= PROVIDED MATERIAL =
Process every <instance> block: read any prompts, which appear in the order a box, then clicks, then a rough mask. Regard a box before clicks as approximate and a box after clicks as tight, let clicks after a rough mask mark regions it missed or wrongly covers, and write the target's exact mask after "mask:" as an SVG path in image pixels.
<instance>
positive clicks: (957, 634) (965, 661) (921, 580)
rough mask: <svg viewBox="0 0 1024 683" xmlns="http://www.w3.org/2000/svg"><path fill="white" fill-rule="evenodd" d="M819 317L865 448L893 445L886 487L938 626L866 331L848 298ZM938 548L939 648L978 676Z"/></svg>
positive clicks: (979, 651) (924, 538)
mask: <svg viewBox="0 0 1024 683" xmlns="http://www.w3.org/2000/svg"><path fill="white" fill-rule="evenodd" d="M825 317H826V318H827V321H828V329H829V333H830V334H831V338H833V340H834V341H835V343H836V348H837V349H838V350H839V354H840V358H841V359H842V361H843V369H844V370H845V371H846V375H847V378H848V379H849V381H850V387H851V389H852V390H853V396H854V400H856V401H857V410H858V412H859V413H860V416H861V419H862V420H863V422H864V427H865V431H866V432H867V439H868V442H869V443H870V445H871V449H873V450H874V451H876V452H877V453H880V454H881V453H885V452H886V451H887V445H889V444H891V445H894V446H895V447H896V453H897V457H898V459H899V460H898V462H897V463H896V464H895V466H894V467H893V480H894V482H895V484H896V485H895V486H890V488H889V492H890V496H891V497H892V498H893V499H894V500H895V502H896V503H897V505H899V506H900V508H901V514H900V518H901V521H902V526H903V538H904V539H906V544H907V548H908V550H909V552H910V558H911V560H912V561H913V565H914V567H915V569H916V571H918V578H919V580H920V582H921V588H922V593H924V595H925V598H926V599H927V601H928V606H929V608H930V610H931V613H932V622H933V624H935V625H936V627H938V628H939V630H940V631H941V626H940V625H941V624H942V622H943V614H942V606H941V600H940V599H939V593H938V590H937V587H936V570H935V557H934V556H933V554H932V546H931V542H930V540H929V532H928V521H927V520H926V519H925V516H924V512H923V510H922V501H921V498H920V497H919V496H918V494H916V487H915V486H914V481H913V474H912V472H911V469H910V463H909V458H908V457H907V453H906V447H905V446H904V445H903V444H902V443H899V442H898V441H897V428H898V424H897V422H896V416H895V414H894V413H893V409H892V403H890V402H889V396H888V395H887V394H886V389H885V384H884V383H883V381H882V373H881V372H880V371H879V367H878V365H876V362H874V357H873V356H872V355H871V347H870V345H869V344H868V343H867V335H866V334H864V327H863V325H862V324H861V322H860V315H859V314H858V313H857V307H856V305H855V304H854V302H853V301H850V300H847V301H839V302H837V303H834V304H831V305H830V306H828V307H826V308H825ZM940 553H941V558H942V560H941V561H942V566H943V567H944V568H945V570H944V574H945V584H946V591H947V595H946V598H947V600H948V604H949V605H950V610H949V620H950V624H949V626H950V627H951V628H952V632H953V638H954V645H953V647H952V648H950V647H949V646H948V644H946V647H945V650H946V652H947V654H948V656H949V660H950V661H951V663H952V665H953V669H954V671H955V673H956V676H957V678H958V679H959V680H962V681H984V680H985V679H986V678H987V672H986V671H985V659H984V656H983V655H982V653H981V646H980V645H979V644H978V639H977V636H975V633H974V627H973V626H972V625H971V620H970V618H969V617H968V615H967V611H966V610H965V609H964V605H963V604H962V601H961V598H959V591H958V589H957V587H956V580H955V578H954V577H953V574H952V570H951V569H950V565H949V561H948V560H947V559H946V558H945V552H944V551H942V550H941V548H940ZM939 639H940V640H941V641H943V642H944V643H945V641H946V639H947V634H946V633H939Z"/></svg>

= TRY IT =
Reproduce only what lies between the start of the listing above and the end of the line containing "rough mask: <svg", keeping every line exact.

= ANSWER FOR THE TASK =
Process every <instance> block: read any prompts, which appear in the order a box, then clicks, then a rough mask. Regard a box before clicks as approximate and a box after clicks as tight, let clicks after a rough mask mark regions it missed or wrongly covers, and write the target's exact mask after "mask:" as an SVG path in image pixels.
<instance>
positive clicks: (957, 634) (965, 661) (921, 580)
rough mask: <svg viewBox="0 0 1024 683" xmlns="http://www.w3.org/2000/svg"><path fill="white" fill-rule="evenodd" d="M819 317L865 448L893 445L886 487L938 626L866 331L848 298ZM938 548L939 648L978 676Z"/></svg>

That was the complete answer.